_本文抜粋_
++++
第2章 これまでの開発経済学

2.1 序論

1940年代後半〜60年代前半に一世を風靡した初期開発経済学は「構造主義」という言葉に集約できる考えを共有していた。この考え方によると、途上国の経済は先進工業国のそれとは構造的に異なっており、その結果豊かな「北」の諸国と貧しい「南」の諸国との経済格差はますます増大する(いわゆる「南北問題」史観)。そして開発経済学の課題は途上国の貧しさの諸原因を探ることであり、また貧しさからの開放を探るさまざまな政策手段を提出することであると論じられた。

1960年代後半以降の開発経済学は類型化すると新古典派アプローチ、改良主義、新マルクス主義的従属論の三つの潮流に分裂した。その中から、新古典派アプローチがあらたに主流派としてのポジションを占めるようになった。この新古典派アプローチは構造主義を徹底的に批判する中から形成されたものである。新古典派アプローチは途上国でも先進国同様に市場は機能し、また途上国の開発が失敗したあるいは歪んでしまった主原因は、途上国政府による過度のまたは誤った介入にあると論じた。
++++
_データ抜粋_
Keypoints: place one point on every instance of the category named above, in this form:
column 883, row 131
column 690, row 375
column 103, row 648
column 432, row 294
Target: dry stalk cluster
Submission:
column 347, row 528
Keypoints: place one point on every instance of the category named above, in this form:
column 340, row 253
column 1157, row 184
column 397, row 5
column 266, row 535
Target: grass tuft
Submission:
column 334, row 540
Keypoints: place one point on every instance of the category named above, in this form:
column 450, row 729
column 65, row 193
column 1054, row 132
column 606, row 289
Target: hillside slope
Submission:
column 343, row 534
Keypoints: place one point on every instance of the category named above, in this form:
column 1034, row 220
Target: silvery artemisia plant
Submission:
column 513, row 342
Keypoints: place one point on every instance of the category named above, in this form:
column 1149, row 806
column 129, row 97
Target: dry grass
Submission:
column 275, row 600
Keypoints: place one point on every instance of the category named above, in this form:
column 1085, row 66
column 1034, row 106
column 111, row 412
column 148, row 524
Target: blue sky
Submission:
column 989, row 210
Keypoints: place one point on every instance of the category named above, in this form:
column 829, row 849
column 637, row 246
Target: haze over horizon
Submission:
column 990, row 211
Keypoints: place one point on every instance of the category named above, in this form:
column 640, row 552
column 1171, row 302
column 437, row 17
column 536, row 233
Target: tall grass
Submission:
++++
_課題一覧_
[1] 開発経済学の本文のうち、「第2章 これまでの開発経済学」から「は誤った介入にあると論じた。」に至るまでをすべて、一字も変えずに書き写して返してください。
[2] 開発経済学の本文によると、新古典派アプローチは途上国の開発が失敗した、あるいは歪んでしまった主原因を何にあると論じましたか。

_各課題の解答_
[1]
第2章 これまでの開発経済学

2.1 序論

1940年代後半〜60年代前半に一世を風靡した初期開発経済学は「構造主義」という言葉に集約できる考えを共有していた。この考え方によると、途上国の経済は先進工業国のそれとは構造的に異なっており、その結果豊かな「北」の諸国と貧しい「南」の諸国との経済格差はますます増大する(いわゆる「南北問題」史観)。そして開発経済学の課題は途上国の貧しさの諸原因を探ることであり、また貧しさからの開放を探るさまざまな政策手段を提出することであると論じられた。

1960年代後半以降の開発経済学は類型化すると新古典派アプローチ、改良主義、新マルクス主義的従属論の三つの潮流に分裂した。その中から、新古典派アプローチがあらたに主流派としてのポジションを占めるようになった。この新古典派アプローチは構造主義を徹底的に批判する中から形成されたものである。新古典派アプローチは途上国でも先進国同様に市場は機能し、また途上国の開発が失敗したあるいは歪んでしまった主原因は、途上国政府による過度のまたは誤った介入にあると論じた。

[2] 途上国政府による過度のまたは誤った介入にあると論じました。